# Exercise directions:
Below this line is a set of entries; quote exactly the lines from the line that contains "Target: patterned curtain" to the line that contains "Can you find the pink flower", both lines included.

# Dataset records:
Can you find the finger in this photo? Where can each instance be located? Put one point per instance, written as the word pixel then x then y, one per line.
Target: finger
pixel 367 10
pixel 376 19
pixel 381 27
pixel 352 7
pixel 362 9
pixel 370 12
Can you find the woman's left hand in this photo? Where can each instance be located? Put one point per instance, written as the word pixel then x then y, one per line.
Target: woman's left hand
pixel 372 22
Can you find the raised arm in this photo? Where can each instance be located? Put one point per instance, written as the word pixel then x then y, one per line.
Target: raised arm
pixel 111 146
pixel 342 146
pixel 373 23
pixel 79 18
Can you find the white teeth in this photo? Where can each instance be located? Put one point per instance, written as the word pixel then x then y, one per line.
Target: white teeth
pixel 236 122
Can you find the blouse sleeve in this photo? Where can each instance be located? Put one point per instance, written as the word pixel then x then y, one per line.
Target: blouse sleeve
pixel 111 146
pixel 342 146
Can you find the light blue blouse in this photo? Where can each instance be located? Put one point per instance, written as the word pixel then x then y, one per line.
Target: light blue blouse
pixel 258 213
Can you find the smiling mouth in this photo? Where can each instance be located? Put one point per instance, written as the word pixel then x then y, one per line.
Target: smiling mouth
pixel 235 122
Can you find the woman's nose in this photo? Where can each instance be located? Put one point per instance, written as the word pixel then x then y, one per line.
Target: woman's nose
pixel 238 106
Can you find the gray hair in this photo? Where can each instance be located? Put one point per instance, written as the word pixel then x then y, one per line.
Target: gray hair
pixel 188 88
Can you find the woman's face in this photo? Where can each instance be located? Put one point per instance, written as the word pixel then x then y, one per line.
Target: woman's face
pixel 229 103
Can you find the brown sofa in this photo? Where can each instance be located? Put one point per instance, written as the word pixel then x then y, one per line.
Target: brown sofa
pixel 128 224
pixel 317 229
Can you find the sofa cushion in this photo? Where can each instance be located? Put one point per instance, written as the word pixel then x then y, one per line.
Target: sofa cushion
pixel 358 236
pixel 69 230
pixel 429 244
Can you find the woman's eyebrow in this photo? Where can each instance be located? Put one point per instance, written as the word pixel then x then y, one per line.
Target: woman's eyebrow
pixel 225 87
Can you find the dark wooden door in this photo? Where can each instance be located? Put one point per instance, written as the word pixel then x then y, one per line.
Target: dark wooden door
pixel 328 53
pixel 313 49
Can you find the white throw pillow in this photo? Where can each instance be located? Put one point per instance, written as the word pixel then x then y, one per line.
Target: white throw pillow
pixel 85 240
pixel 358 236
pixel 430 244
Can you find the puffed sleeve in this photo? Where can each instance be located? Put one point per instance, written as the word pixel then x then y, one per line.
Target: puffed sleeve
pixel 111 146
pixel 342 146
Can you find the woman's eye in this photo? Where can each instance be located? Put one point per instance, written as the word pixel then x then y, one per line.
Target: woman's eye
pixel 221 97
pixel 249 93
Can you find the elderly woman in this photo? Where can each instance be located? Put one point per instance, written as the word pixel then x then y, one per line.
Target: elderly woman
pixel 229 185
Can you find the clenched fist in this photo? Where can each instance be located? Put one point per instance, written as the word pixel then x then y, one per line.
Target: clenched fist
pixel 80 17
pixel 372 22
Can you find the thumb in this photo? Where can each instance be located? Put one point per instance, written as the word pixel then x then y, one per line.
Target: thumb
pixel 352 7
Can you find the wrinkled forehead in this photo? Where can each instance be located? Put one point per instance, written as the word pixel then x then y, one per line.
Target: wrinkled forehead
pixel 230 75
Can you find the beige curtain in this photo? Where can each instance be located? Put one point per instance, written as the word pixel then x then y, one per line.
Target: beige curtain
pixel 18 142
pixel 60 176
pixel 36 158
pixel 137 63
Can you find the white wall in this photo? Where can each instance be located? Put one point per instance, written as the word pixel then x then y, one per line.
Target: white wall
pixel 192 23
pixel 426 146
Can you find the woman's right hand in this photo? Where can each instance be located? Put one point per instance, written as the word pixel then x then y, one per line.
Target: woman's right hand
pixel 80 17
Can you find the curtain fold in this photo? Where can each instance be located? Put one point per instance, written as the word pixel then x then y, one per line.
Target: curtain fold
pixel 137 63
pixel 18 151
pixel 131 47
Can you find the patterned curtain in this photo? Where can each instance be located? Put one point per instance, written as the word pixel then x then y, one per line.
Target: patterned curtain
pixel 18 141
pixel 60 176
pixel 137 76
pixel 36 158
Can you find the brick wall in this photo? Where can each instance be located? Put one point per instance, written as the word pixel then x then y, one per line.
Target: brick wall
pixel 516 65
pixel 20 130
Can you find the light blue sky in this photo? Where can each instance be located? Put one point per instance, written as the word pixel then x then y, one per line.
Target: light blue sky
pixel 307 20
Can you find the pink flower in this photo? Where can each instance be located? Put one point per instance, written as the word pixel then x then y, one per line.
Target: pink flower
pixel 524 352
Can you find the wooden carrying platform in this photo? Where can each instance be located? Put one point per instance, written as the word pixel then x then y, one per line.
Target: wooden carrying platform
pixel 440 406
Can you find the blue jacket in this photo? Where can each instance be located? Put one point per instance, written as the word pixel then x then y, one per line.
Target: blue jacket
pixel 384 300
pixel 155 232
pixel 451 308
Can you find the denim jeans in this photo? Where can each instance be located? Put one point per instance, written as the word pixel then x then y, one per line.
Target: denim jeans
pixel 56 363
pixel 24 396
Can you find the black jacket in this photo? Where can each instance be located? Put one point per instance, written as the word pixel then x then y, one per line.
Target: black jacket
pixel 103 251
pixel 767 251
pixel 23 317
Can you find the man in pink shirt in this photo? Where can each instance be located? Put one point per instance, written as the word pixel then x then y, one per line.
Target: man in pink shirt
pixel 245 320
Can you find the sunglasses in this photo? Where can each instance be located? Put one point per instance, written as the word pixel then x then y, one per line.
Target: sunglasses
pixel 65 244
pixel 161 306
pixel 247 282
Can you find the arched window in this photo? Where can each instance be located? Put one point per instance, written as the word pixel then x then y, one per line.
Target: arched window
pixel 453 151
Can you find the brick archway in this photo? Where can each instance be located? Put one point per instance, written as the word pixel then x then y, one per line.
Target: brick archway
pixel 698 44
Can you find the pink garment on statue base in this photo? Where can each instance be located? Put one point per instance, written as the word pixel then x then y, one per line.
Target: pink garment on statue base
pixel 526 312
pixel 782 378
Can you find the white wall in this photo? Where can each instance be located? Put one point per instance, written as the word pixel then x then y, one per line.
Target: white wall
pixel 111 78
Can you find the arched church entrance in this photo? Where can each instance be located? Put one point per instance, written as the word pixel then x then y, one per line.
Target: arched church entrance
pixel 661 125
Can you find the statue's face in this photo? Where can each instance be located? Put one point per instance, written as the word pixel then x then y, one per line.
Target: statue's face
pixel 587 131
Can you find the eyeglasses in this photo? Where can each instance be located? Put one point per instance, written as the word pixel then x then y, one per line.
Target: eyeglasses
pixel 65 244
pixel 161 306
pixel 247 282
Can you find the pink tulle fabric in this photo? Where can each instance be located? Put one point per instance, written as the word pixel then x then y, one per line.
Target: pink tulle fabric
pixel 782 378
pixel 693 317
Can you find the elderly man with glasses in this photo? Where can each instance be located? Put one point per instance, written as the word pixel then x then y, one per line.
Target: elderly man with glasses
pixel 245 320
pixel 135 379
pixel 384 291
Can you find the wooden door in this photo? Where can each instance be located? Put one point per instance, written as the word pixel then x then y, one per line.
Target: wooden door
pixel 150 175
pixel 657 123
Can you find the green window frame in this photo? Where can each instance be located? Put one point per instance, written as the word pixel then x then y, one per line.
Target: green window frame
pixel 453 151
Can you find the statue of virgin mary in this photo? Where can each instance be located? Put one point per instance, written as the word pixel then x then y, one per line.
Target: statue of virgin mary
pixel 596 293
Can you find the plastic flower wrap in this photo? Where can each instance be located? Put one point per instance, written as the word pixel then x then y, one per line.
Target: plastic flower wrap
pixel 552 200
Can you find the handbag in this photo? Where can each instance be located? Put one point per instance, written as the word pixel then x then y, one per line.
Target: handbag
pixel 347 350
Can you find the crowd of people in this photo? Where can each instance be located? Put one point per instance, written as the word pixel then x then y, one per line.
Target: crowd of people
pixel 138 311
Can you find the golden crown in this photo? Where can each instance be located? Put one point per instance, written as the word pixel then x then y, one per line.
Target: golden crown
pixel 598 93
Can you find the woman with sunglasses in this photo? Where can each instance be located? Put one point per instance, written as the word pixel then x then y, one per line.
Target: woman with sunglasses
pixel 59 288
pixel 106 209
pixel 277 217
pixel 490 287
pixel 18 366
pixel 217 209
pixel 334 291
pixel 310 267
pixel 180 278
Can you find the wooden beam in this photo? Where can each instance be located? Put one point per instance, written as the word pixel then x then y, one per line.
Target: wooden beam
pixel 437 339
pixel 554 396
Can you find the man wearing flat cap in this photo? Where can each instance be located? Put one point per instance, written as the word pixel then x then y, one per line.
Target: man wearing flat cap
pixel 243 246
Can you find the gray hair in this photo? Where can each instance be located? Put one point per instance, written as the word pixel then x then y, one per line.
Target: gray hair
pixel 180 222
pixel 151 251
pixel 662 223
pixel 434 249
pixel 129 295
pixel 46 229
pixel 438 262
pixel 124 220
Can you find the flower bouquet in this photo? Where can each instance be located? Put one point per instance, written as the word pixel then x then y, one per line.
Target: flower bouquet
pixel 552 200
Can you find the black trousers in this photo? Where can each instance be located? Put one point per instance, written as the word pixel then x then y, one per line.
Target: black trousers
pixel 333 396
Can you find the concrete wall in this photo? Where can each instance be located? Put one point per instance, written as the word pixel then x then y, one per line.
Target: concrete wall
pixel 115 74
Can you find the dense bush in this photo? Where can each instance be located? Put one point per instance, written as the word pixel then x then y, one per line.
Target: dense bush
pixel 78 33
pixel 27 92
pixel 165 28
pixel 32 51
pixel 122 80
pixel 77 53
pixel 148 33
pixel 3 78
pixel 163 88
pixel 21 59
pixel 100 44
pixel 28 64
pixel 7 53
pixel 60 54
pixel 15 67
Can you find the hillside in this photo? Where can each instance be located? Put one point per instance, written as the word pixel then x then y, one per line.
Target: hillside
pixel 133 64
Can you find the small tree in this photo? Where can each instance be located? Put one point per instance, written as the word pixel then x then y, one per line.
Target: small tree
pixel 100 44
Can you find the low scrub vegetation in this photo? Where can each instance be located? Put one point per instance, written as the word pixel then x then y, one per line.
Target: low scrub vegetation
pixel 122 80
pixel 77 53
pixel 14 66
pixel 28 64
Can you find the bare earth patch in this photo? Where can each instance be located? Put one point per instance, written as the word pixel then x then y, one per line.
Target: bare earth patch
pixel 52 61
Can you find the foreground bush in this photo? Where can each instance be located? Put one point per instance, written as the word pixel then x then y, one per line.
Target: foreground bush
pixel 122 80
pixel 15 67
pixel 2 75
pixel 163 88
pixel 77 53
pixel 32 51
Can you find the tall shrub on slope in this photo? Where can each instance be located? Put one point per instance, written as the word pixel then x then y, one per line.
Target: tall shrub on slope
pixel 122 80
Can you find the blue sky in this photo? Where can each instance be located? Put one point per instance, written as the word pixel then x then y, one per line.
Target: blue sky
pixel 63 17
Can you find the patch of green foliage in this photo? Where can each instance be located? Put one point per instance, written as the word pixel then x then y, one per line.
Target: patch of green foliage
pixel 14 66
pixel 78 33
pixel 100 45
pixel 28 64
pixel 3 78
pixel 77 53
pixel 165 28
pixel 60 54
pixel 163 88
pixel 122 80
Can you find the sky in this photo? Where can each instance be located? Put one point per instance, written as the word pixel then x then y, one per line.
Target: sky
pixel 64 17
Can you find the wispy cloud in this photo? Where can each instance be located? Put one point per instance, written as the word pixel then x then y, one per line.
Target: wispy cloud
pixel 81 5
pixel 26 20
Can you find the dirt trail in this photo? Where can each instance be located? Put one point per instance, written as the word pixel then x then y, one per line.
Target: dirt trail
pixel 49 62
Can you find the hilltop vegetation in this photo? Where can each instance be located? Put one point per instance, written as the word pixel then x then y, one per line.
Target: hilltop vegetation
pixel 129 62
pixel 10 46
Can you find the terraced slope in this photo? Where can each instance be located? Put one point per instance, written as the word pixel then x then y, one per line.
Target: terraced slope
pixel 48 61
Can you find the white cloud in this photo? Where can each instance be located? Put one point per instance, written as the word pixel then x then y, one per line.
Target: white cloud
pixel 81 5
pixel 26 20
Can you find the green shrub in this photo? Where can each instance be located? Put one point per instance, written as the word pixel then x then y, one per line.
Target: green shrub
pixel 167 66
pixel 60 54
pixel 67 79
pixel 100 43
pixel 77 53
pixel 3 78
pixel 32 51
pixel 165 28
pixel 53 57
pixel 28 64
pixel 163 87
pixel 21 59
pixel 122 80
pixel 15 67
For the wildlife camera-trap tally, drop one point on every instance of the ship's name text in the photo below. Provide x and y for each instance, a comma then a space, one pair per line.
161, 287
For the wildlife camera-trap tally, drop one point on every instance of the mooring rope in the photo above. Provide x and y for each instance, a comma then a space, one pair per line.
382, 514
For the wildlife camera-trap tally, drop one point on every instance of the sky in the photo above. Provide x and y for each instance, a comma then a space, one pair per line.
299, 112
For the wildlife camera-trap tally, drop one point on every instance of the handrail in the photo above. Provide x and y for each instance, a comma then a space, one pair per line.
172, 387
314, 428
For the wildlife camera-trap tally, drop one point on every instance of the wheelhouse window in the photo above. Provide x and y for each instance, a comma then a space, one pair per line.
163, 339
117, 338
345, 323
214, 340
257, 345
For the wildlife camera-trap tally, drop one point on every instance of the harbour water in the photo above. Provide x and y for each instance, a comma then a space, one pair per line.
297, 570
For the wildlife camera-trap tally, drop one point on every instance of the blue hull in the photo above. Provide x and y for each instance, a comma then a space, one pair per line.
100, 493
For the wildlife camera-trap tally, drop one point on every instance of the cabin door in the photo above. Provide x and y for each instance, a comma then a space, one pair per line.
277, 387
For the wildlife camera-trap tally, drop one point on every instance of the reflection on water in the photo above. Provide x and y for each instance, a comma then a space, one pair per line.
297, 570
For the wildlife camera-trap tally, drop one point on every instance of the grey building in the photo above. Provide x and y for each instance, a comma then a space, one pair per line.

# Problem solution:
Target: patterned curtain
pixel 18 141
pixel 60 176
pixel 137 76
pixel 36 158
Can you find the brick wall in this photo? Where can each instance be located? Put one point per instance, written as the word pixel then x then y, one per line.
Target: brick wall
pixel 516 65
pixel 20 130
Can you find the light blue sky in this photo? Where can each instance be located? Put one point per instance, written as the word pixel then x then y, one per line.
Target: light blue sky
pixel 307 20
Can you find the pink flower in this photo? Where can each instance be located? Put one point per instance, written as the word pixel then x then y, one per line.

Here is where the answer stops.